### Consigne 1
Peux-tu recopier mot pour mot le listing, de la ligne qui contient « of the picture » jusqu'à la fin du listing, ces deux bornes comprises ?

Le commérage est un des besoins de l’époque. — Les grands hommes aiment les commérages. — L’Académie. — Un billet de M. Villemain. — M. Sainte-Beuve favori des grandes dames.
24 février 1845.

Nous étions bien décidé cette année-ci à éviter l’agréable corvée : il s’agissait de faire notre huitième récit de carnaval. Or, chez les peuples inconstants, les plaisirs sont toujours les mêmes, et l’historien qui se piquerait de raconter trop fidèlement ces folies périodiques et monotones risquerait fort de rabâcher. Tous les ans, pendant les jours gras, on s’obstine à aller voir le matin des masques qui ne doivent paraître que le soir ; tous les ans on donne les mêmes fêtes dans le même but. On a donc tout dit en proclamant que le carnaval cette année a été aussi brillant que celui des années précédentes. À la cour il y a eu spectacle, grands et petits bals ; à la ville, fêtes élégantes et magnifiques ; à l’Opéra, travestissements et divertissements ; à la Chambre, jolie petite parade imitée de Molière ; toutes les puissances ont lutté de zèle pour rendre ces jours joyeux tout à fait semblables à ces autres jours joyeux du passé dont nous avons déjà eu sept fois l’honneur de vous raconter les délirants et méthodiques plaisirs.

### Données d'entrée
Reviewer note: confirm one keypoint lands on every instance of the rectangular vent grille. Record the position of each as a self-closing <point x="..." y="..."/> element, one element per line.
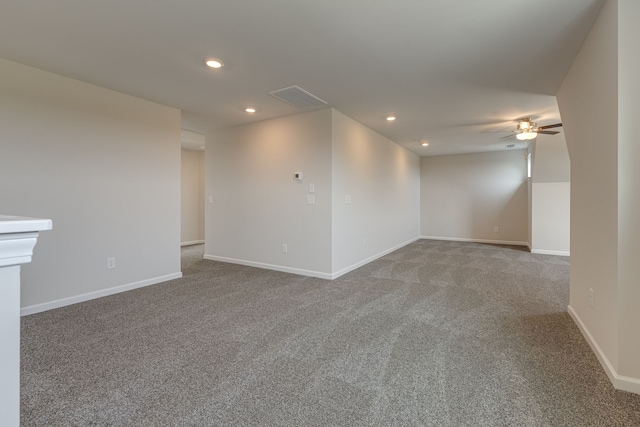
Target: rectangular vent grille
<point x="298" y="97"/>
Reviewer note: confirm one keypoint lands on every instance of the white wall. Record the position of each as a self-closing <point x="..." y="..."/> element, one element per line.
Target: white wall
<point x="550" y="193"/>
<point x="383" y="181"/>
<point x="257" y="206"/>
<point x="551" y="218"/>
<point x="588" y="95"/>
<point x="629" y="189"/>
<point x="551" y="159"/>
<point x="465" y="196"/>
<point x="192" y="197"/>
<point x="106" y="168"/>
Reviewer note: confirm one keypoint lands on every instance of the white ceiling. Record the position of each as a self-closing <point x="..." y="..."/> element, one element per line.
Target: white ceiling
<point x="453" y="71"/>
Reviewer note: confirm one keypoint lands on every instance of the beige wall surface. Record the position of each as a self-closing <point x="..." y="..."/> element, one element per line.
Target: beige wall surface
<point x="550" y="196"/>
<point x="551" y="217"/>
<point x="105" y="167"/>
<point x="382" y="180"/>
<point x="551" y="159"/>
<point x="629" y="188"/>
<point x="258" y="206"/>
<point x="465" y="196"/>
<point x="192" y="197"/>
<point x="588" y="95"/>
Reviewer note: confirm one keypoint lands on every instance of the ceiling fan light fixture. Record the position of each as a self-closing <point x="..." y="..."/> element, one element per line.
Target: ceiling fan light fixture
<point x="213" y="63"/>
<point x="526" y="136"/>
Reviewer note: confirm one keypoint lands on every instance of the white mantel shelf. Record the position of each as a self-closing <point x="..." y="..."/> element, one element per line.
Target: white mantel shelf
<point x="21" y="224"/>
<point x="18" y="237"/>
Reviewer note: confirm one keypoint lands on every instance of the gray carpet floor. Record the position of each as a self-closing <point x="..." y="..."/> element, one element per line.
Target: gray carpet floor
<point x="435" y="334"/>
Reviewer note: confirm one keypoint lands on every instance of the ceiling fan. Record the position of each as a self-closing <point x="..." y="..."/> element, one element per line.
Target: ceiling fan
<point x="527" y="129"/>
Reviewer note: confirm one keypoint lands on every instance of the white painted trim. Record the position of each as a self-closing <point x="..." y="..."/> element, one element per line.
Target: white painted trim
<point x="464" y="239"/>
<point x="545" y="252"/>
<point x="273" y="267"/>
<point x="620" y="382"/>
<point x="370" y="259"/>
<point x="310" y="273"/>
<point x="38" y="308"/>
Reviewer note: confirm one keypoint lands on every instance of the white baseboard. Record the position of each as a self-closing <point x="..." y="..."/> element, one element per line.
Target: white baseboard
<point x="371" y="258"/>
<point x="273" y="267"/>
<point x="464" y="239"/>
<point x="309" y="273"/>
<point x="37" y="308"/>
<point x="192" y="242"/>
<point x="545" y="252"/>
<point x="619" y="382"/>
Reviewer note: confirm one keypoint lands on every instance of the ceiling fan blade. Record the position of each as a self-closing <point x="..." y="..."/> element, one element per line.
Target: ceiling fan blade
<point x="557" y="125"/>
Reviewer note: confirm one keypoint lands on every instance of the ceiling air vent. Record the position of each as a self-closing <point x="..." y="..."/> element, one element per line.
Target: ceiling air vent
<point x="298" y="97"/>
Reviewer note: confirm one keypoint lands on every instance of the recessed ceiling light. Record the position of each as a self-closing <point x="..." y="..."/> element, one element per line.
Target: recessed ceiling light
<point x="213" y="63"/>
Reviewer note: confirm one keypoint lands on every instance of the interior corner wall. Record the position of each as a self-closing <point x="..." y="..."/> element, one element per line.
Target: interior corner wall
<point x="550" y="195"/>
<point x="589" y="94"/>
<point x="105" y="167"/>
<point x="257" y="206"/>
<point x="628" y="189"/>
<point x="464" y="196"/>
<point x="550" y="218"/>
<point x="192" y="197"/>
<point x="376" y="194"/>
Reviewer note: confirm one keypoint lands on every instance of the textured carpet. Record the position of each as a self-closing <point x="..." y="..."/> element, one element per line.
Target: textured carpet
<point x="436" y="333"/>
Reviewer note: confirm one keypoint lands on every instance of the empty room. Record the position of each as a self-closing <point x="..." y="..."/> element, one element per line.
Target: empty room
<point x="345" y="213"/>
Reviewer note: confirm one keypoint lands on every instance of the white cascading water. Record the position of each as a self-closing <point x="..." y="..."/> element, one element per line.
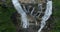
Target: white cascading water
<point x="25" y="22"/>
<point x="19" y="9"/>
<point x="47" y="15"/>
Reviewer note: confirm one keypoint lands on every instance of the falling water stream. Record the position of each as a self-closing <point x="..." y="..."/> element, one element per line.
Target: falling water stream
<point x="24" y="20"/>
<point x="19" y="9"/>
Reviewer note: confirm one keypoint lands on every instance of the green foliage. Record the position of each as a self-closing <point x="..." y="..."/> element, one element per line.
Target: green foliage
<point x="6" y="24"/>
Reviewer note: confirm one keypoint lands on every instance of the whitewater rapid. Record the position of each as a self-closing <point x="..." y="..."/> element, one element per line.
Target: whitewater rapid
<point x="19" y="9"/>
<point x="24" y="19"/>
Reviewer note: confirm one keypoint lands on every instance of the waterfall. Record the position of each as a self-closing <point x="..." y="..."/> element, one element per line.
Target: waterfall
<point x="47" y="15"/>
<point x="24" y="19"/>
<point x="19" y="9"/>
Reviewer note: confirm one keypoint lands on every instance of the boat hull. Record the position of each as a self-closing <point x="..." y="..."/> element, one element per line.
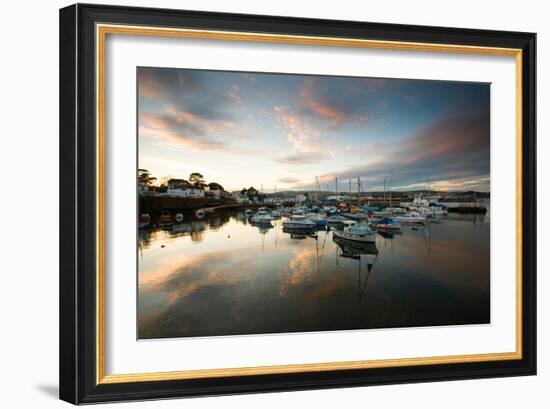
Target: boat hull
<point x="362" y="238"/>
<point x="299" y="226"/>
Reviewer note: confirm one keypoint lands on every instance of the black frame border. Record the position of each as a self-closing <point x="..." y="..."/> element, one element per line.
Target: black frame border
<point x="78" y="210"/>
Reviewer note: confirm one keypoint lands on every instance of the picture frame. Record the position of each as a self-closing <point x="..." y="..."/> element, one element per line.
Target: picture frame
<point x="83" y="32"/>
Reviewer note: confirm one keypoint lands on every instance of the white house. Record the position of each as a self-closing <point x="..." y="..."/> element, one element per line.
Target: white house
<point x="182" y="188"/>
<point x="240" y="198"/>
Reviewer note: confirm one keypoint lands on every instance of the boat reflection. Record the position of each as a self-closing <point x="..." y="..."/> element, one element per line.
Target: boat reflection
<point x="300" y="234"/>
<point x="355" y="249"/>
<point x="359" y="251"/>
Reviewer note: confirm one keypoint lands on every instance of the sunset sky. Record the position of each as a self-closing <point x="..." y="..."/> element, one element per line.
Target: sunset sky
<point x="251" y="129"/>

### Consigne 2
Peux-tu citer le texte source de « Le commérage est » jusqu'à « 24 février 1845. » inclus ?

### Solution 1
Reviewer note: confirm one keypoint lands on every instance of the picture frame. Record the position of each as a self-closing <point x="..." y="..."/> element, one element per line.
Target: picture frame
<point x="83" y="32"/>
Reviewer note: confirm one keypoint lands on every instance of the white house. Record the position of each as a self-closing <point x="..." y="..."/> element, one element per line.
Target: white house
<point x="182" y="188"/>
<point x="240" y="198"/>
Reviewer note: confirm one keypoint lands on every instance of the boat reflection. Record the position of each as a self-closing <point x="..." y="..."/> element, one element per line.
Target: boat reflection
<point x="300" y="234"/>
<point x="355" y="249"/>
<point x="359" y="251"/>
Reviewer note: confirm one keypoint lands on every instance of the sunset sky. Record the position of each as a self-closing <point x="..." y="..."/> element, one element per line.
Target: sunset sky
<point x="251" y="129"/>

### Solution 2
Le commérage est un des besoins de l’époque. — Les grands hommes aiment les commérages. — L’Académie. — Un billet de M. Villemain. — M. Sainte-Beuve favori des grandes dames.
24 février 1845.